Please copy the material below word for word, leaving out the pictures.

** START The records **

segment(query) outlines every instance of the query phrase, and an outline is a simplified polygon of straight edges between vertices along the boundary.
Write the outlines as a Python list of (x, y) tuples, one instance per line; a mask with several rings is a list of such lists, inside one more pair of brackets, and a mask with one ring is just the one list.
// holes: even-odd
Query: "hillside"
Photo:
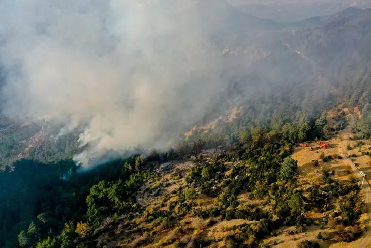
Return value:
[(70, 49), (27, 57), (34, 95), (2, 105), (43, 115), (1, 116), (0, 247), (368, 245), (371, 10), (283, 24), (170, 2), (138, 2), (134, 28), (82, 3), (71, 33), (45, 26)]

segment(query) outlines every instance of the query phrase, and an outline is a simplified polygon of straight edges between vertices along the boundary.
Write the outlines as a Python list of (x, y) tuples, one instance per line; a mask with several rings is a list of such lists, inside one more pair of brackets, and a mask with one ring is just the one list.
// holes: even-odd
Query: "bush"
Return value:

** END The records **

Response to this exercise -
segment(query) outlines every instance of the query phrase, and an outline is a simplified polygon of straight edges between vertices along the boundary.
Write the outlines as a Python list of (x, y) tuples, one instance per line; a mask with several rings is a list of such lists, inside one more pair of brackets, and a mask with one ring is just the one list.
// holes: even-odd
Query: "hillside"
Photo:
Return value:
[(70, 49), (27, 57), (34, 95), (2, 105), (43, 115), (1, 116), (0, 247), (368, 245), (371, 10), (283, 24), (170, 2), (138, 2), (134, 28), (82, 3), (71, 33), (45, 26)]

segment(query) outlines every instance of the query phrase, and an outline is a simplified polygon of straight edges between vertices along the boundary.
Write the outlines as a Python list of (x, y) tuples, one instance per line; a mask with several rings is a list of such lists, inside one more pair of brackets, and a mask with one ring is just the one list.
// holes: even-odd
Query: "bush"
Return value:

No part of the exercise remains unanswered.